It may not apply to “two bridges for the price of one,” but maybe even an alert bridge builder can figure out another bridge in the same neighborhood, “Since we can build the second one cheaper with our men and equipment on the job.”
The Paddock Swimming Pool salesman says, “If you can get two friends to have pools, I can give each of you several hundred dollars off since my men will be able to do all three at the same time.”
The Custom Shirt shops will always give you a “price” on three shirts.
The G. E. dealer will put in an entire kitchen at a savings, over just one appliance.
The waiter can always sell you “side orders” as well as “large sizes” in about anything. The Statler waiter is good on this. He will say, “The same roast on the dinner gets you a cocktail, salad and a dessert.”
The insurance salesman can always offer a better “family” deal than for a single person, and “group insurance” is perhaps one of the finest forms of multiple selling yet developed. Ask Blue Cross!
Trees, Inc., of Dallas, can always give you one free tree if your order is large enough, and the baker always gives you a free doughnut when your order is substantial.
It is easier to sell several to the one customer, than to take several customers and sell them one.

Data extracted from a collection
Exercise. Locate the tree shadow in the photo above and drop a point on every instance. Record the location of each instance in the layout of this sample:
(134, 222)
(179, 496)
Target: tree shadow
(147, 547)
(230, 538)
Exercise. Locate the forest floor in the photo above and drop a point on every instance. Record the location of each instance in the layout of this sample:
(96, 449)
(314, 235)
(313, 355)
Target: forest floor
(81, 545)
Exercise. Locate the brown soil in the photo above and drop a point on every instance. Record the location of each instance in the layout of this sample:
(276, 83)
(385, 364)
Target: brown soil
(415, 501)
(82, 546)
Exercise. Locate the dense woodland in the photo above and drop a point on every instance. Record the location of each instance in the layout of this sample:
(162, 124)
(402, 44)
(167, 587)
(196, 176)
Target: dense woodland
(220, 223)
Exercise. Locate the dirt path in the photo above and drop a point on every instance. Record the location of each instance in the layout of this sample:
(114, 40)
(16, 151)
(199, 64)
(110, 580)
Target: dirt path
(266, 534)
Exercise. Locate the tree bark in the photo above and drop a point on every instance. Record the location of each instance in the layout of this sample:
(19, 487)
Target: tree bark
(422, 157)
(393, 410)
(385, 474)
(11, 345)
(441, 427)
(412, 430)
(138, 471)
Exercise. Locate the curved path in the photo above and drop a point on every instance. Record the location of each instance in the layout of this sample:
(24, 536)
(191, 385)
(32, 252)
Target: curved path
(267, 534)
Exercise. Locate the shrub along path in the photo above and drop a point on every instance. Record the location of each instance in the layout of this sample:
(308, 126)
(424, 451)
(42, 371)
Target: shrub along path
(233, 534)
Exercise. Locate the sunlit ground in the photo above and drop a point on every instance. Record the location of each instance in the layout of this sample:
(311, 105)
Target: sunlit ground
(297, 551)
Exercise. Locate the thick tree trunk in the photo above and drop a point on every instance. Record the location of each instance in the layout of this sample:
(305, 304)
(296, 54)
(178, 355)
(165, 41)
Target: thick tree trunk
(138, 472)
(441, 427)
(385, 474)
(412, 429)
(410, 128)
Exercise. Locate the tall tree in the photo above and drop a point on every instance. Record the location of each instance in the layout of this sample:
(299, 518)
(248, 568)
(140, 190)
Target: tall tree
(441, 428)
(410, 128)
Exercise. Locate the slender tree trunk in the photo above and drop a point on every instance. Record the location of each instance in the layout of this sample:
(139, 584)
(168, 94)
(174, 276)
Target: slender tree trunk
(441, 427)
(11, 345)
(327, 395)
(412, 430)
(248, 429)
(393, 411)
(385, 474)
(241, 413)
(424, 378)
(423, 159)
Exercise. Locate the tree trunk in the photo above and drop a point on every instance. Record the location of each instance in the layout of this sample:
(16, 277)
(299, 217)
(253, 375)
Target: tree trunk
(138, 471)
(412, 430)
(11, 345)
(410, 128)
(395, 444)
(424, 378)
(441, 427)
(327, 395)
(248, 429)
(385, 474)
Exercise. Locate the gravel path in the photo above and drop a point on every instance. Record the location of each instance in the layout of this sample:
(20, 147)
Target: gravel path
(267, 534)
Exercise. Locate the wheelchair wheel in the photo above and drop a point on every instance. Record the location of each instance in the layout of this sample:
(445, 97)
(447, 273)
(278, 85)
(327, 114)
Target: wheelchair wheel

*WORK REQUEST:*
Rewrite the stretch of the passage on multiple selling from "The Custom Shirt" through "order is substantial.", putting "cookie" in place of "doughnut". The listing has no connection to the passage on multiple selling.

*EXERCISE SOLUTION:*
The Custom Shirt shops will always give you a “price” on three shirts.
The G. E. dealer will put in an entire kitchen at a savings, over just one appliance.
The waiter can always sell you “side orders” as well as “large sizes” in about anything. The Statler waiter is good on this. He will say, “The same roast on the dinner gets you a cocktail, salad and a dessert.”
The insurance salesman can always offer a better “family” deal than for a single person, and “group insurance” is perhaps one of the finest forms of multiple selling yet developed. Ask Blue Cross!
Trees, Inc., of Dallas, can always give you one free tree if your order is large enough, and the baker always gives you a free cookie when your order is substantial.